## INSTRUCTIONS
**1.** Render this sentence from the passage on Kerry's Iowa campaign in Spanish: "Meanwhile, Kerry was spending the money to pay for an organization that put him in position in Iowa to become the default choice."
**2.** Pick up the passage on Kerry's Iowa campaign after its final sentence and carry it on for another paragraph.

## SOURCE PASSAGE
Meanwhile, Kerry was spending the money to pay for an organization that put him in position in Iowa to become the default choice. Under the guidance of the Boston pros and an expert Iowa team headed by state director John Norris, the Kerry campaign was focused as never before, buttressing its message by building a team of local precinct captains that was the envy of the competition on caucus night, allocating resources based on sophisticated statistical research techniques, and for the first time in the campaign, staging effective events like Kerry's emotional reunion with a Vietnam vet whose life he had saved during the war. While much has been made of the candidate's improved presentation down the stretch in Iowa, with fewer mind-numbing senatorial orations and more listening to voters, there was less to that than met the eye. “Once we got him into this mode of taking questions at his events, he was so tightly scheduled and falling behind so badly, he was afraid to give long answers,” one top Kerry handler explains.

## THE DATA
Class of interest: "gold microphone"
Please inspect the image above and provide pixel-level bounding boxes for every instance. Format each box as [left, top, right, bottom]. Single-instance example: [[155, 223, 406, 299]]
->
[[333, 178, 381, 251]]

## ANSWERS BY ITEM NUMBER
**1.** Mientras tanto, Kerry estaba gastando el dinero para pagar una organización que lo colocó en posición, en Iowa, de convertirse en la opción por defecto.

**2.**
Thus was forged a historic comeback. And now the hopes of Democrats and Bush-haters everywhere ride on a key question: Which John Kerry will we get between now and November? The indecisive, clueless loser of 2003 or the disciplined, engaged winner of early 2004? In part, the answer will rest on whether Kerry can now convince voters he is truly ready to lead. Perhaps he will. But Kerry can't use his primary-season resurrection as evidence. That happened, in the words of an insider, only because “he was ready to be led.”